_Task statement_: Provide an exact transcription of all the records.

_Shape labeling records_:
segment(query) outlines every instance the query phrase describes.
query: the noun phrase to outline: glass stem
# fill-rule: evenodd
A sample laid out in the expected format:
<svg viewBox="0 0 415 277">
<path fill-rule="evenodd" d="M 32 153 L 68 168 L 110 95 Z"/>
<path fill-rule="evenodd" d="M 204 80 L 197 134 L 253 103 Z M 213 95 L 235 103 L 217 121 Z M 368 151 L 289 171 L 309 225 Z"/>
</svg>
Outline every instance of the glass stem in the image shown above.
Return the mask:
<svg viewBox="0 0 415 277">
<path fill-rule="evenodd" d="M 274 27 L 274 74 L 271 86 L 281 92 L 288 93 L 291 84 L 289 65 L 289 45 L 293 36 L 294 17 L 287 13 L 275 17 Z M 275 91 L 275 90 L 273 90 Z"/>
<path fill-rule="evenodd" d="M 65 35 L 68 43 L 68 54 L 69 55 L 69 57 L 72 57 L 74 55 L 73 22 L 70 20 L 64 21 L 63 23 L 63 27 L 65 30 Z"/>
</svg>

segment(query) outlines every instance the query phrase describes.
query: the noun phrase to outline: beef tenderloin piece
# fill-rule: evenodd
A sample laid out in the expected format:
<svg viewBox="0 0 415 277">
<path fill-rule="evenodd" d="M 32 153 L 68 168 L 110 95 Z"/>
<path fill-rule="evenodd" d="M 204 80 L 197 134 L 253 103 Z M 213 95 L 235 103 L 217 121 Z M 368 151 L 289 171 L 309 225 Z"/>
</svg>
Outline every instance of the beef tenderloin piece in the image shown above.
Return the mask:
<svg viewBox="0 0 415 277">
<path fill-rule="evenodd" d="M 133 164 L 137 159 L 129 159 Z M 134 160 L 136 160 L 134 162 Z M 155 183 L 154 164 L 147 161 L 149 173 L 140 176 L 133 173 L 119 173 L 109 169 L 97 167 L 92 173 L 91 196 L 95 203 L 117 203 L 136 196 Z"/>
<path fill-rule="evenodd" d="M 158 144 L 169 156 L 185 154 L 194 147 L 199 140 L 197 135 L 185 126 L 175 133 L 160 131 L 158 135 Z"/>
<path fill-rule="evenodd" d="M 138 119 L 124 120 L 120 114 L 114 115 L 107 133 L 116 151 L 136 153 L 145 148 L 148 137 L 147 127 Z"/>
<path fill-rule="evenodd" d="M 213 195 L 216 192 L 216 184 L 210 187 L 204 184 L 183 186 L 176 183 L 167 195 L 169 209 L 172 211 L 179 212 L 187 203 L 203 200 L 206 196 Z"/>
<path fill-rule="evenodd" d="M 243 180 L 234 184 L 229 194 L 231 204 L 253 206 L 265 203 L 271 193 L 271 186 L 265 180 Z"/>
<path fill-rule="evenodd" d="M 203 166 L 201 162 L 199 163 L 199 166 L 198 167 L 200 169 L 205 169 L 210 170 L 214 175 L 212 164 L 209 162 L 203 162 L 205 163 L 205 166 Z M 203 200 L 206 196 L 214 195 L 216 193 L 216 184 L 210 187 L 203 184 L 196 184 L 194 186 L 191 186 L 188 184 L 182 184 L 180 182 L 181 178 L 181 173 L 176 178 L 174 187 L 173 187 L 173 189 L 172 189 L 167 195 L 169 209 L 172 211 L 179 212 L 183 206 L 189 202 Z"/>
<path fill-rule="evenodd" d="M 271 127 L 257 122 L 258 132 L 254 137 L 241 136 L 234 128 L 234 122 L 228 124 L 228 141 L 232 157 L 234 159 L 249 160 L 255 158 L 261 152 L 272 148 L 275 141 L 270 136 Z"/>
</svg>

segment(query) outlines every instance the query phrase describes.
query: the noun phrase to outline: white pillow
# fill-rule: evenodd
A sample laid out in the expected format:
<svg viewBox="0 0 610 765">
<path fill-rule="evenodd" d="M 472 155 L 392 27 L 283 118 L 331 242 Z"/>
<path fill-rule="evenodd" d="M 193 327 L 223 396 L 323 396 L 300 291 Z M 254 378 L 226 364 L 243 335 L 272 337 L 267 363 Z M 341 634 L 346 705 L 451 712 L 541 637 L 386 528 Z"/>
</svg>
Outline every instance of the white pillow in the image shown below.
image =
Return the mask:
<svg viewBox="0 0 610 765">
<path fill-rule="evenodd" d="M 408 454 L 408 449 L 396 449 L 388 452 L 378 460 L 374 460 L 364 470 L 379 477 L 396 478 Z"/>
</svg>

_Result of the task_:
segment(query) outlines every instance the query phrase describes.
query: the noun phrase to outline: glass stem
# fill-rule: evenodd
A sample laid out in the expected format:
<svg viewBox="0 0 415 277">
<path fill-rule="evenodd" d="M 32 153 L 68 168 L 110 95 Z"/>
<path fill-rule="evenodd" d="M 204 80 L 197 134 L 253 103 Z M 213 95 L 235 103 L 217 121 Z M 368 151 L 289 171 L 309 225 Z"/>
</svg>
Outline every instance of the glass stem in the image shown above.
Return the mask:
<svg viewBox="0 0 415 277">
<path fill-rule="evenodd" d="M 274 27 L 274 74 L 271 86 L 281 92 L 288 93 L 291 84 L 289 65 L 289 45 L 293 36 L 294 17 L 287 13 L 275 17 Z M 275 91 L 275 90 L 273 90 Z"/>
<path fill-rule="evenodd" d="M 65 35 L 68 43 L 68 54 L 69 55 L 69 57 L 72 57 L 74 55 L 73 22 L 70 20 L 64 21 L 63 23 L 63 27 L 65 30 Z"/>
</svg>

segment(query) outlines every instance the query phrase describes.
query: the noun phrase to outline: beef tenderloin piece
# fill-rule: evenodd
A sample laid out in the expected format:
<svg viewBox="0 0 415 277">
<path fill-rule="evenodd" d="M 32 153 L 68 168 L 110 95 Z"/>
<path fill-rule="evenodd" d="M 204 80 L 197 134 L 253 103 Z M 213 95 L 235 103 L 217 121 Z M 368 151 L 289 171 L 309 225 Z"/>
</svg>
Outline every instance of the beef tenderloin piece in the image shown above.
Return the mask:
<svg viewBox="0 0 415 277">
<path fill-rule="evenodd" d="M 133 164 L 137 159 L 129 159 Z M 134 160 L 136 160 L 134 162 Z M 155 183 L 154 164 L 147 161 L 149 173 L 140 176 L 133 173 L 119 173 L 109 169 L 97 167 L 92 173 L 91 196 L 95 203 L 117 203 L 136 196 Z"/>
<path fill-rule="evenodd" d="M 158 144 L 169 156 L 185 154 L 194 147 L 199 140 L 197 135 L 185 126 L 175 133 L 160 131 L 158 135 Z"/>
<path fill-rule="evenodd" d="M 138 119 L 124 120 L 120 114 L 114 115 L 107 133 L 116 151 L 136 153 L 145 148 L 148 137 L 147 127 Z"/>
<path fill-rule="evenodd" d="M 213 195 L 216 192 L 216 184 L 210 187 L 204 184 L 183 186 L 176 183 L 167 195 L 169 209 L 172 211 L 179 212 L 187 203 L 203 200 L 206 196 Z"/>
<path fill-rule="evenodd" d="M 243 180 L 234 184 L 229 194 L 231 204 L 253 206 L 265 203 L 271 193 L 271 186 L 265 180 Z"/>
<path fill-rule="evenodd" d="M 203 166 L 201 162 L 199 163 L 199 166 L 198 167 L 200 169 L 205 169 L 210 170 L 214 175 L 212 164 L 209 162 L 203 162 L 205 163 L 205 166 Z M 203 200 L 206 196 L 214 195 L 216 193 L 216 184 L 210 187 L 203 184 L 196 184 L 194 186 L 191 186 L 188 184 L 182 184 L 180 182 L 181 178 L 181 173 L 176 178 L 174 187 L 173 187 L 173 189 L 172 189 L 167 195 L 169 209 L 172 211 L 179 212 L 183 206 L 189 202 Z"/>
<path fill-rule="evenodd" d="M 271 127 L 257 122 L 258 132 L 254 137 L 241 136 L 234 128 L 234 122 L 228 124 L 228 141 L 232 157 L 234 159 L 249 160 L 255 158 L 261 152 L 272 148 L 275 141 L 270 136 Z"/>
</svg>

segment(query) outlines every instance the query phrase describes.
query: the noun phrase to outline: white pillow
# fill-rule: evenodd
A sample laid out in the expected format:
<svg viewBox="0 0 610 765">
<path fill-rule="evenodd" d="M 472 155 L 392 27 L 283 118 L 331 242 Z"/>
<path fill-rule="evenodd" d="M 193 327 L 223 396 L 323 396 L 300 291 Z M 254 378 L 226 364 L 243 335 L 272 337 L 267 363 Z M 341 634 L 346 705 L 451 712 L 541 637 L 386 528 Z"/>
</svg>
Outline every instance of the white pillow in the image shown below.
image =
Return the mask:
<svg viewBox="0 0 610 765">
<path fill-rule="evenodd" d="M 408 454 L 408 449 L 396 449 L 388 452 L 378 460 L 374 460 L 364 470 L 379 477 L 396 478 Z"/>
</svg>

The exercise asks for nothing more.